Work required:
Rewrite all of the entries below with every "keypoint" changed to "marker" and everything else kept the same. Omit the picture from your version.

Collected data entries
════════

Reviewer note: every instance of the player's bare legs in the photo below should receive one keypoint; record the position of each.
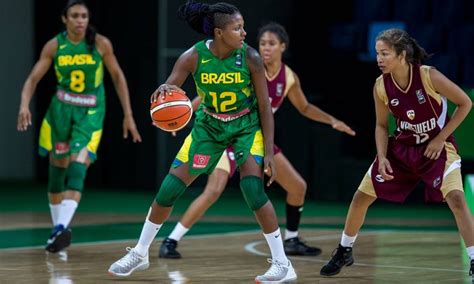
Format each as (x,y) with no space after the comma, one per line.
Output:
(464,220)
(357,212)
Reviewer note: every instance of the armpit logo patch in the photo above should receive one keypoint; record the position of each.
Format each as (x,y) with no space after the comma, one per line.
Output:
(200,161)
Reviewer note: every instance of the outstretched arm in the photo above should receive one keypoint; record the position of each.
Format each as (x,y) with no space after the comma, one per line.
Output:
(257,71)
(456,95)
(298,99)
(120,84)
(38,71)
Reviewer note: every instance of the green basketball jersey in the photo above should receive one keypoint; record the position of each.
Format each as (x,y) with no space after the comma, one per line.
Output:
(77,69)
(225,85)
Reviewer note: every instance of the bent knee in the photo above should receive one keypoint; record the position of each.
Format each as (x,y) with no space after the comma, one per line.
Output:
(212,194)
(456,200)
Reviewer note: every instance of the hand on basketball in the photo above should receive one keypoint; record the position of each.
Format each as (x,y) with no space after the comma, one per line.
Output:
(341,126)
(385,169)
(164,90)
(24,119)
(434,148)
(270,169)
(129,125)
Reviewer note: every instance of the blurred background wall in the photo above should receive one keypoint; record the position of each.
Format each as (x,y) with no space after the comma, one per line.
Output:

════════

Complete output:
Reviewer note: every instance of the player's bare legs in the photo below should receive one marker; record the position of each.
Format each as (x,y) with no space after the comma, one per line.
Output:
(464,220)
(357,212)
Reviewer note: every instance of the armpit logo patch in the photo above should receive one marker; record the position of each.
Format each as (x,y) with no space after the comma, one per line.
Output:
(200,161)
Reviewer note: every instance of the outstretched arm in the photo above should receive one marker; record the position of each.
Format each as (x,y) with no space after the comma, one per line.
Output:
(257,71)
(456,95)
(298,99)
(120,84)
(38,71)
Reviewer note: every instance of the green basketball jersey in the photo above should receive one marker; record the position of each.
Format each as (x,y) with no space after the comma, one per line.
Output:
(77,69)
(225,85)
Reviewer note: every instance of the bent knee in the photo above should receive one marker; record the position of each.
Format each as (x,y) with no space after the comma, one per line.
Output:
(212,194)
(456,200)
Reviewer note: every instance of the hand on basketball in the photo above should receive one marker; record the position of each.
Format each as (x,y) with no space after the comma, one per line.
Output:
(341,126)
(385,169)
(164,90)
(24,119)
(434,148)
(270,169)
(129,125)
Reviewer note: every instance of the blurred background wall in the photo above should receive one marker; record the position of each.
Format each as (x,y) with no space after the comma, one per line.
Output:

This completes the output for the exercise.